Exercises
**a.** Answer these three questions from the reader comments on the Trump speech, one per line:
(i) Who does Smithy Blackwell say likely wrote the speech?
(ii) What place is listed next to Ben Myers's name?
(iii) Where does John David James say the United States ranks in education?
**b.** How would you put this sentence from the reader comments on the Trump speech into Spanish: "Same old, same old Trump, despite the high drama of the occasion."
[Start of Supplied passage]
Smithy Blackwell (San Francisci)
Trump did not write this speech. Likely Miller and more of his ilk.
Brian (USA)
@PE. You mean like where Nancy Pelosi lives ?
Ben Myers (Harvard, MA)
Same old, same old Trump, despite the high drama of the occasion.
John David James (Canada)
As a non American (Canadian), I am continually amazed by the outrageous claims of American greatness and exceptionalism that go largely uncontested by your mainstream media, including this one. While you do challenge Trump’s dishonest claims about the “hottest economy” in the world, you do a disservice by not expanding on what a ludicrous claim it is. America does not break into the top 100 countries on the planet when it comes to annual GDP growth rates. America ranks 11th when it comes to GDP growth per capita. As for the rest of American exceptionalism and the greatness of your country, you rank 14th as a country in education. While you spend more money on health care, double that of any other country, you rank 11th out of the 11 most developed countries when it comes to health care outcomes. Literally the only things that are exceptional about your country are your murder rate, gun deaths, incarceration rates and the fact you spend more money on your military than the next nine countries combined. You should all stop lying to yourselves.
[End of Supplied passage]
[Start of Source material]
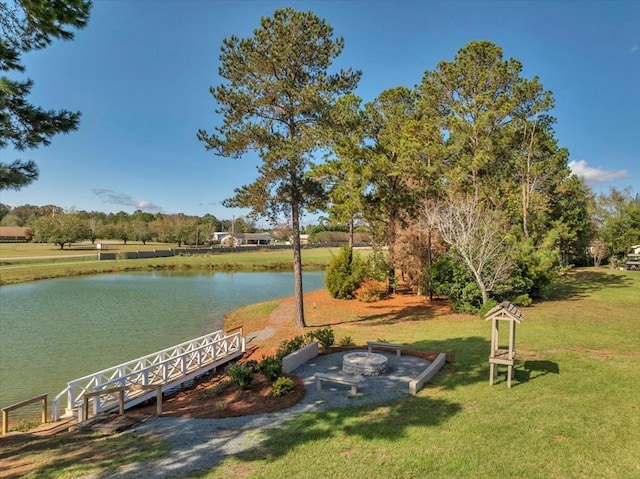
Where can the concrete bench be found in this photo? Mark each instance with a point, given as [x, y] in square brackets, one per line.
[334, 378]
[378, 345]
[427, 374]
[End of Source material]
In response
**a.**
(i) Miller and more of his ilk
(ii) Harvard, MA
(iii) 14th

**b.** El mismo Trump de siempre, a pesar del gran dramatismo de la ocasión.